## WORK REQUIRED
Resume the memoir chapter about the Bubble the family built around Dad during his illness, writing on from its last sentence.

## DOCUMENT EXCERPT
Monday, May 16, 2016

Chapter Four, Part 3: The Bubble



In this month in 1976, a Movie of the Week called “The Boy In The Plastic Bubble” debuted. This is going to date me – but here goes:  I remember watching that movie and being fascinated by the interaction of John Travolta’s character Todd and his parents and the fact that the movie was based on a true story.  It was about a boy who is born with no immune system and thus has to live his entire life inside a plastic room, a “bubble” in which everything has been sterilized and through the wall of which he sees the world while he remains protected.  

During the whole time that Dad was sick, my family and I created a kind of Bubble around Dad; it was sometimes a place where we were struggling, but sometimes it was a comforting place too.  We needed The Bubble in part because we were worried about Dad's immune system, especially after he had started chemo, but we had other reasons for it too.  We felt we needed to close ranks to protect Dad from everything - from Cancer and from having to worry about anything on The Outside.  Fighting this thing was a 24-7 job for all of us, and we needed The Bubble around us to keep us focused, to keep our eyes on the goal which was to get Dad better.

## MATERIAL PROVIDED
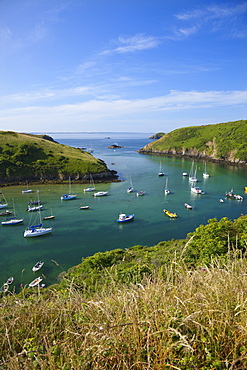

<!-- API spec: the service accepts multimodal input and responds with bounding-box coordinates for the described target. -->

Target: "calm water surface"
[0,133,247,290]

## ANSWER FOR THIS EXERCISE
As far as I could tell, Dad liked us to be there in the Bubble with him; at one point he said, “One good thing about being sick is that I get to see my kids and grandkids much more often!”  We tried to make life as good as it could be for Dad for the time being in The Bubble; we talked to him a lot about things that we had planned and that we thought he would enjoy after he got out of rehab; two big things he wanted to do were to go to Barnes & Noble and to the movies.  Put those on the Revised Bucket List – check!  Dad was very excited about seeing his two dogs and, of course, about getting Foster the Cat as soon as he got home.  For entertainment in the meantime, we set him up with a portable DVD player in the rehab hospital, but his attention span was way too short for him to care about watching movies or even TV shows.  At night, when he was trying to go to sleep, he often said he wanted to watch TV, but after it had been on for only a minute or two he would change the channel or just turn the TV off.  My mom’s friend brought their greyhound Buddy for an extra visit, and Dad seemed to enjoy sitting with him in the sun in the courtyard of the rehab facility one afternoon.  It was all relative, though, and we were just marking time until Dad could get out of there and, even more importantly, until he was feeling better.

Dad with Buddy at the rehab facility
The daily therapy sessions continued; we tried to cheer Dad on and to point out even the slightest improvement in skill level, but he was nonplussed and non-impressed with his own progress.  “Big deal!” he said angrily after the P.T. told him that he had done a good job with his leg exercises that afternoon.  “A few weeks ago I could run 20 miles and not even be tired.”  It’s hard to argue with that.  

I’ve seen lots of things written about something called “Helicopter Parenting,” when a child’s parents are overly involved in everything going on in the child’s life, so much so that the child never learns how to fight his own battles or to become self-sufficient.  This was different, though, it was necessary for all of us to Helicopter around Dad to care for him, to ensure his safety, to get him the medical attention he needed, and – last but not least – so that we could just be together, in case on one not-too-far-off day we couldn’t.  

Dad, wearing his "Healing Hat" that his sister sent him after his surgery
Something that someone told me early on in my Dad’s illness was that each person in the family would probably deal with the crisis in a different way; as my friend pointed out, our roles in the family and our personalities had long since been established, and having a crisis to deal with wasn’t about to change that.  Something else I learned along the way was that we all had to take turns being The Strong One; being the Big Sister didn’t have anything to do with age – we all took turns being the Leader, the Captain, the Positive One, and, as well,  we all took turns in despair.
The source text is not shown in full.